(Location labeling records)
* BEGIN *
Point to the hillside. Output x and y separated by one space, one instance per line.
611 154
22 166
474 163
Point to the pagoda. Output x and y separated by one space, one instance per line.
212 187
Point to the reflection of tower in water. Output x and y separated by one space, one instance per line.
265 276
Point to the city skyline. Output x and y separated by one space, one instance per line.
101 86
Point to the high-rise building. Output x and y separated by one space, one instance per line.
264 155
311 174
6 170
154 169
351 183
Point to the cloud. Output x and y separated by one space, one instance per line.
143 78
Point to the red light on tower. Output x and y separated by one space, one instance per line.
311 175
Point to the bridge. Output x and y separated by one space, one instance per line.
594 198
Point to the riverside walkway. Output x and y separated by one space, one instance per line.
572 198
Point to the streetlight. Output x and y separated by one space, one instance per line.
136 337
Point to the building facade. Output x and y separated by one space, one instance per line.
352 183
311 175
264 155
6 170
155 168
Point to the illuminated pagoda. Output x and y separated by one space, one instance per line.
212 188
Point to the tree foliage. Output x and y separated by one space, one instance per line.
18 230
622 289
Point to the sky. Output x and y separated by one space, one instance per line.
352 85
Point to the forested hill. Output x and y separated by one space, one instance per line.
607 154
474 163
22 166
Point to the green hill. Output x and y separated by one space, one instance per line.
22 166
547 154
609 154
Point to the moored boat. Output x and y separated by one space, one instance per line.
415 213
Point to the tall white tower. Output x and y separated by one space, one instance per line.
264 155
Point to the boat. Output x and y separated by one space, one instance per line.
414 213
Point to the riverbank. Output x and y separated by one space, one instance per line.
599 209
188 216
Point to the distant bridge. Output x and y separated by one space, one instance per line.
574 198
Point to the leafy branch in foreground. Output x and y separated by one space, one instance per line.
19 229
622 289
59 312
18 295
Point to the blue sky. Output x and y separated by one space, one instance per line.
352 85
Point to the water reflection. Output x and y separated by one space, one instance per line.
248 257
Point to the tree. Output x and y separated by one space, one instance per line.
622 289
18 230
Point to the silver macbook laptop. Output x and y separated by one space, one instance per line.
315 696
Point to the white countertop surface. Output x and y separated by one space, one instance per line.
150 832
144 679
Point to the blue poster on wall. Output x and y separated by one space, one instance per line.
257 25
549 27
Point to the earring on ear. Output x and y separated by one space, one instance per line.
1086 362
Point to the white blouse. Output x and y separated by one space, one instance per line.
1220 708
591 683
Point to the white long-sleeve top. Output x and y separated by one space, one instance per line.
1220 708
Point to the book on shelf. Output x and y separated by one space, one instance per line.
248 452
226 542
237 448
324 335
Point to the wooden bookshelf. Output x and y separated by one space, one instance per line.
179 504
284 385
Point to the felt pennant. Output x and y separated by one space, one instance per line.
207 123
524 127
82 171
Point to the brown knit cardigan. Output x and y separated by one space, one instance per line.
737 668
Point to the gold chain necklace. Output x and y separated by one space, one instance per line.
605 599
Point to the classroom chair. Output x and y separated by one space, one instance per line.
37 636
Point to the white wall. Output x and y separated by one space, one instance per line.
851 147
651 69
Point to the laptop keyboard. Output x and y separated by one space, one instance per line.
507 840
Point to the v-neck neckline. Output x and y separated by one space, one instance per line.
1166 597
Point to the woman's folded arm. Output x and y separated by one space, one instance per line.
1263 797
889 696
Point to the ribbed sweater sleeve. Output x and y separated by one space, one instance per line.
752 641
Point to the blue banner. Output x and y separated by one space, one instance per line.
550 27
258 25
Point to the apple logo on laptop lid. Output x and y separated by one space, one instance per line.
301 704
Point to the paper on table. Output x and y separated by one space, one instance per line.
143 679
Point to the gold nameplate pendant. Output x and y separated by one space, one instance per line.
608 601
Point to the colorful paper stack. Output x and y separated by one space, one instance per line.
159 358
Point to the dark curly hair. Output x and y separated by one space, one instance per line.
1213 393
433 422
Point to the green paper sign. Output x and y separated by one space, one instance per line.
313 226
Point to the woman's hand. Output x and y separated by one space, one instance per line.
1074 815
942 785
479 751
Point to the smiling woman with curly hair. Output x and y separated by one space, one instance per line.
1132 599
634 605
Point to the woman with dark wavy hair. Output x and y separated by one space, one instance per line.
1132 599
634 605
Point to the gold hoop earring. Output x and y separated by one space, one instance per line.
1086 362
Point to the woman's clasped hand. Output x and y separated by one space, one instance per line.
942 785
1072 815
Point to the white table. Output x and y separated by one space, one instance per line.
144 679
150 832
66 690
* END *
* BEGIN *
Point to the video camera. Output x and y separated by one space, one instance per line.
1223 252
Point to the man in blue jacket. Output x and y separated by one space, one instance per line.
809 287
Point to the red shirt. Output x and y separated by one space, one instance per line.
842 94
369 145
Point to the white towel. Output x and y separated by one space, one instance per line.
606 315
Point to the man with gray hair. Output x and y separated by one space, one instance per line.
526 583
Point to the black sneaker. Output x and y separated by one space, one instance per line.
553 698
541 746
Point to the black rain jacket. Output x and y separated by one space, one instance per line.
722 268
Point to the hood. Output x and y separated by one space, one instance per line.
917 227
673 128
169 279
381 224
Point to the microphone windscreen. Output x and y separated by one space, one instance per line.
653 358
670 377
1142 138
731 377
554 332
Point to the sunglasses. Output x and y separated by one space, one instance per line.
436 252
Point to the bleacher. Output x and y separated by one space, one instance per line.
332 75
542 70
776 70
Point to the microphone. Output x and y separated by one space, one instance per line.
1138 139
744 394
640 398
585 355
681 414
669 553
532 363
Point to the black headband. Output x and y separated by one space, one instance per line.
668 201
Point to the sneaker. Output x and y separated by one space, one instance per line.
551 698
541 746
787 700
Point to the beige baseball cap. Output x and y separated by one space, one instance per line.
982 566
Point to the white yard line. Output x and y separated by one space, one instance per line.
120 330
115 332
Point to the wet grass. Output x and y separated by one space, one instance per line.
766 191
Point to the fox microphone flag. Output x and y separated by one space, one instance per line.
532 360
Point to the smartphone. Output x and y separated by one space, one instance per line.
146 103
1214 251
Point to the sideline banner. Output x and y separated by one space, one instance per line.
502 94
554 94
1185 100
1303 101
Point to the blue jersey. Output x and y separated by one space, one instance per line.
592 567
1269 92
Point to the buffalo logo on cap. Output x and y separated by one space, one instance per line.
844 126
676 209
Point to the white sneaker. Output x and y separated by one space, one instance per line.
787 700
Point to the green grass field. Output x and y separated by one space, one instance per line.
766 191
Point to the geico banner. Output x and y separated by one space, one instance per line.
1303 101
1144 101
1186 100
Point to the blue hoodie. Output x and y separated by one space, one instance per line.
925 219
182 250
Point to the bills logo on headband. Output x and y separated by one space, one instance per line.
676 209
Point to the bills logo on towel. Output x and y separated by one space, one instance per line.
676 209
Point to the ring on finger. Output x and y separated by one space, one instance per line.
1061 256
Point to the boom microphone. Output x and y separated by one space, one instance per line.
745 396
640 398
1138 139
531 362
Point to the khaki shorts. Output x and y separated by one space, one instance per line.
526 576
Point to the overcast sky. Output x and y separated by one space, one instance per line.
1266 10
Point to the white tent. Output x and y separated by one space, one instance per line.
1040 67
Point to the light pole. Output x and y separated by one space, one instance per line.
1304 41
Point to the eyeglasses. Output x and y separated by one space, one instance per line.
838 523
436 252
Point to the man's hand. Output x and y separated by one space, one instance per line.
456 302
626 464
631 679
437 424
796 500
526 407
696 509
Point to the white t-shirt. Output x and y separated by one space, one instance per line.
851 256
* END *
## DIRECTIONS:
Extract every line of the records that contains the word "headband", matching case exactly.

## TASK OUTPUT:
Point to the black headband. Output x and y separated by one space, one instance per line.
Point to the bills logo on headband. Output x and y separated by one space, one instance per line.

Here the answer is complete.